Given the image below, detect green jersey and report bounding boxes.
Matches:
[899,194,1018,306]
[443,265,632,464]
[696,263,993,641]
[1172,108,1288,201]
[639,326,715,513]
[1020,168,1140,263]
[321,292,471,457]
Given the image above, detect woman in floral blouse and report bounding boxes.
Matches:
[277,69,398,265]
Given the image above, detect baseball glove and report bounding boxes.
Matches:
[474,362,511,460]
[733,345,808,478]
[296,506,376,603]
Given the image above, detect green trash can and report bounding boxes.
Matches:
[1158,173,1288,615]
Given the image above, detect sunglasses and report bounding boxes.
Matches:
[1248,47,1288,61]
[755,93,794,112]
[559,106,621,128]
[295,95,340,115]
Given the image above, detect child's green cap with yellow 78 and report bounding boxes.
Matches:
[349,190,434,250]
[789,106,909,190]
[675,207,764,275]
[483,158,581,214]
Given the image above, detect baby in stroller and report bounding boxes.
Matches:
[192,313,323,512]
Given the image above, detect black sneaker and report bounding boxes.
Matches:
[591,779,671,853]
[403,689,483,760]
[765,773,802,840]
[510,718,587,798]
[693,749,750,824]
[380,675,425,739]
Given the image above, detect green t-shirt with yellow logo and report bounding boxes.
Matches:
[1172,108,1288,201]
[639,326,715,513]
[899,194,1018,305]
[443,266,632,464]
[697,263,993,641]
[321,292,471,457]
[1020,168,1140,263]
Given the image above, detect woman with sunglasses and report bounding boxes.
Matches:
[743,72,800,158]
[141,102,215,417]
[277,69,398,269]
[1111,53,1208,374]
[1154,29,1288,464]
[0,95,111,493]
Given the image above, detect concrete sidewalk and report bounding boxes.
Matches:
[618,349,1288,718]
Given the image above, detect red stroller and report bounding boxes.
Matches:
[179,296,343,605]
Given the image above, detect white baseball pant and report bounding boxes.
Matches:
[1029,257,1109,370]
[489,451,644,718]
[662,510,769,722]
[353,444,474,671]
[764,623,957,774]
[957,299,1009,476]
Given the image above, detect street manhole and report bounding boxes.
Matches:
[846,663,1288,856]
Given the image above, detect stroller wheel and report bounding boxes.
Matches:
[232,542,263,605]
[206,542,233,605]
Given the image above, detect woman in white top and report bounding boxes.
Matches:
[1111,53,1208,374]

+ + +

(TASK DESCRIPTION)
Please return every line above word for word, leaving nothing out and changing nothing.

(ANSWER IN FULL)
Given the image below, detect green jersey and report bounding boxes.
Matches:
[899,194,1018,306]
[443,265,632,464]
[696,263,993,641]
[1172,108,1288,201]
[639,326,715,513]
[1020,168,1140,263]
[321,292,471,457]
Given the image above, detect woman in floral blouse and report bounding boxes.
Matches:
[277,69,398,265]
Given the image above, detect baseball glove and report bounding boxes.
Matches:
[474,362,511,460]
[733,345,808,478]
[296,506,376,603]
Given the image above, detect green trash can and report bounding boxes.
Matches:
[1158,173,1288,615]
Given the image above, detect sunglasses and report bounding boxes.
Matches:
[1248,47,1288,61]
[755,93,794,112]
[559,106,621,128]
[295,95,340,115]
Given the image above, detect child's green cap with yellow 78 and report bounding boxes.
Matches:
[349,190,434,250]
[789,106,909,190]
[675,207,764,275]
[483,158,581,214]
Given the image above, detect baby in stroller and report bounding boxes.
Matches:
[192,313,323,512]
Given the image above, detect black sneaker and report bounding boxes.
Matches:
[591,779,671,853]
[403,689,483,760]
[765,773,802,840]
[510,718,587,798]
[693,749,750,824]
[380,675,425,739]
Given the image above, detect green t-shirt with yellow logo and report bounding boxes.
Matches:
[1172,108,1288,201]
[639,326,715,513]
[899,194,1018,305]
[443,266,632,464]
[697,263,993,641]
[321,292,471,457]
[1020,168,1140,263]
Given the image above, detect woman with sunglasses and report bounding boxes.
Matches:
[743,72,800,158]
[141,102,215,417]
[277,69,398,269]
[1111,53,1208,374]
[1154,29,1288,464]
[0,95,111,493]
Given the image above, detect concrete sidewalk and report bounding boxes.
Matches:
[618,349,1288,718]
Given the image above, detect red stroller and report bounding boxes.
Matches:
[179,296,343,605]
Given the image above, detect white baseball pant and report bounding boxes.
Matches:
[1029,257,1109,370]
[489,451,644,718]
[662,510,769,722]
[353,444,474,671]
[764,623,957,774]
[957,299,1009,476]
Given the image above, detect street manhole and report bounding boxes.
Matches:
[846,663,1288,856]
Given the image above, detect stroller wheel and report bounding boxes.
Matches:
[232,542,263,605]
[206,542,233,605]
Given the image above, detect woman in white top and report bounding boxes.
Matches:
[1111,53,1208,374]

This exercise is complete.